- [Aim]: Can you select every line in the records below that contains the word "wooden" and copy each one out?

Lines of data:
————
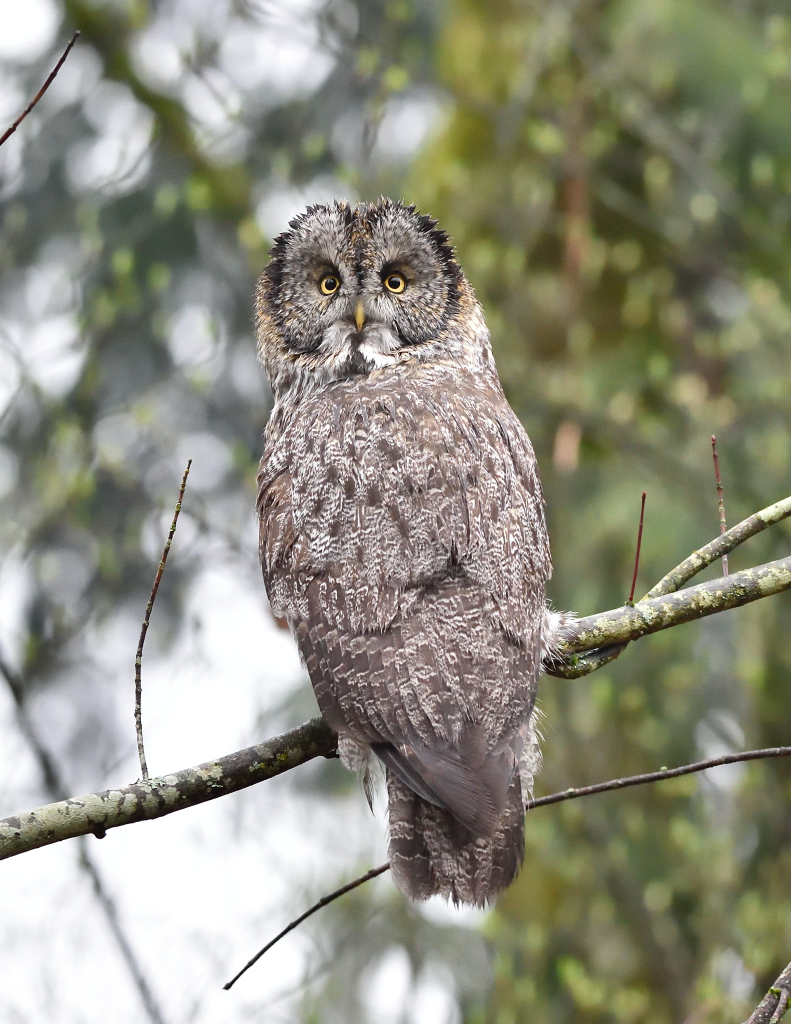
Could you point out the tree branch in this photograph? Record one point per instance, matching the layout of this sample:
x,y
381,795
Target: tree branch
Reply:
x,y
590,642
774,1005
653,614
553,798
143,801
————
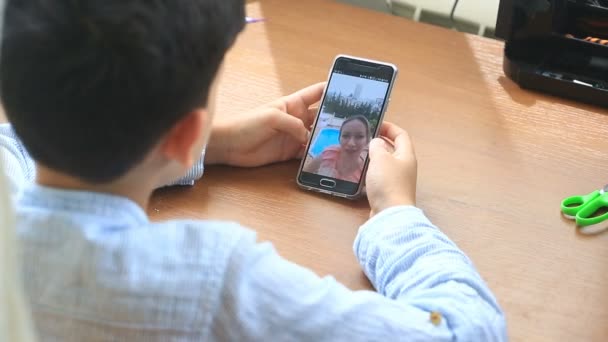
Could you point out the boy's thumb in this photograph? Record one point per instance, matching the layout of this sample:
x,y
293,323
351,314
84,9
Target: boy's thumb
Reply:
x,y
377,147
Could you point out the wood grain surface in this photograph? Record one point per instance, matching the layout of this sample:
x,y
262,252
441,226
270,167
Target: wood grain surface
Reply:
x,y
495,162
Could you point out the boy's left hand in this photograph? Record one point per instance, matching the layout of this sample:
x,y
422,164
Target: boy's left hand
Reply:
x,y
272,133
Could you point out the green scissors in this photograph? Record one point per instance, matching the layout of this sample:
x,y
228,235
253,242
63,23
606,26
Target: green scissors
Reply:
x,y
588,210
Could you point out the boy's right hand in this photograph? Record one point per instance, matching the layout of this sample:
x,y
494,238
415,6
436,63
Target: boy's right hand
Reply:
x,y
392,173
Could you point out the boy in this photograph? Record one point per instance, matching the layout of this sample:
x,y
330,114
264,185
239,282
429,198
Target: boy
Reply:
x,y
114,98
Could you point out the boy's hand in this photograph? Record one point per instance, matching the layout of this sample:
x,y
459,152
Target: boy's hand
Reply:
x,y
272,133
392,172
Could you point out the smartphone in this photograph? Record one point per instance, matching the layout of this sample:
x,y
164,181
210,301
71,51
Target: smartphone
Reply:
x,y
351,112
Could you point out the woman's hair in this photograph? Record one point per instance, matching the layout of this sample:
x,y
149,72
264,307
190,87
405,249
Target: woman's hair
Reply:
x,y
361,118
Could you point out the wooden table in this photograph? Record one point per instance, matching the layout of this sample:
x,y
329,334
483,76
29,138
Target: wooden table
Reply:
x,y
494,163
————
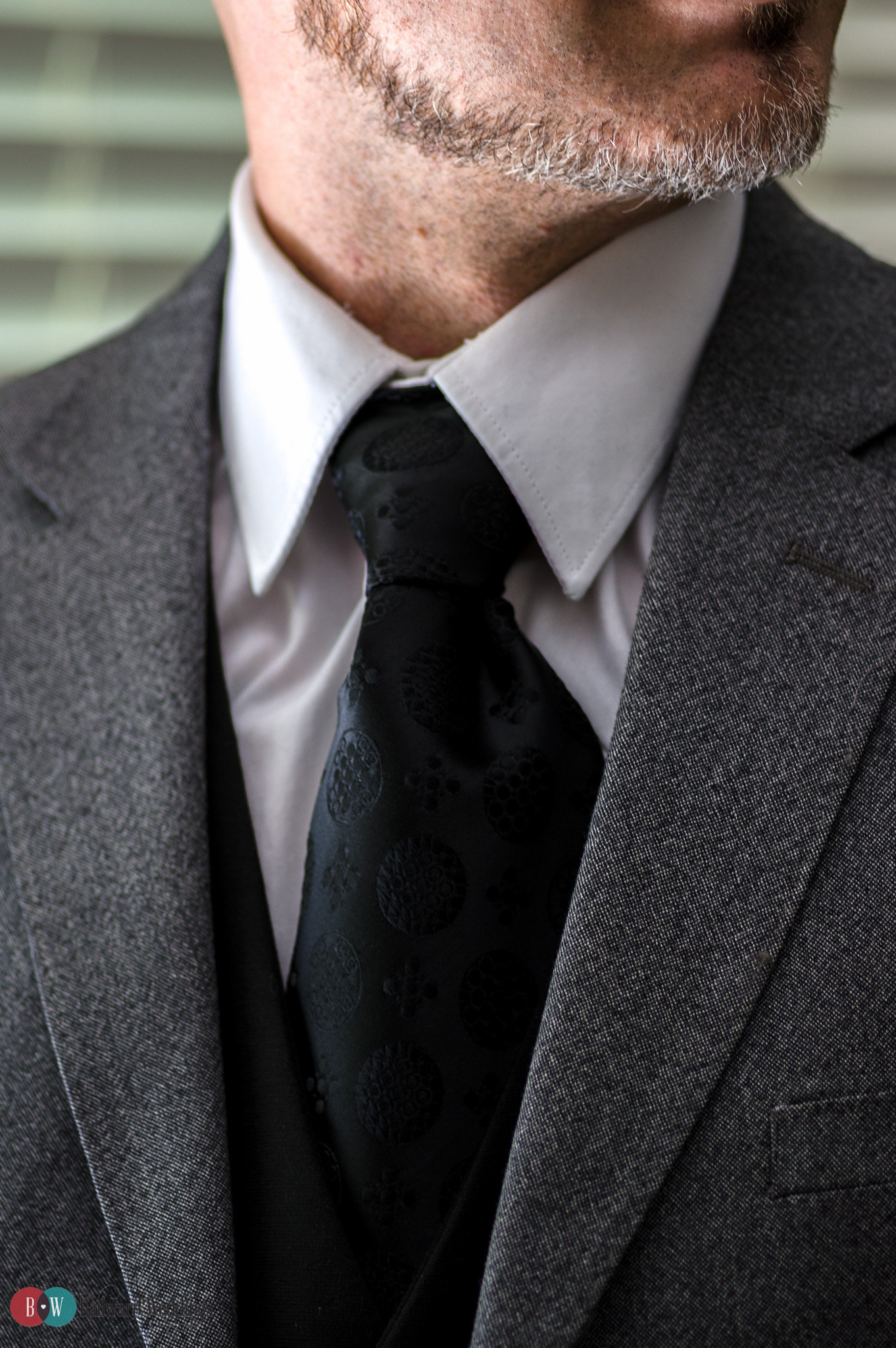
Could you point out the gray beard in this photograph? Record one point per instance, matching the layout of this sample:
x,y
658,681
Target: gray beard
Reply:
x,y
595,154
————
- [Exercise answer]:
Could you point out the wooden table in this photograph? Record one point per instance, matching the layout of this sample:
Target: wooden table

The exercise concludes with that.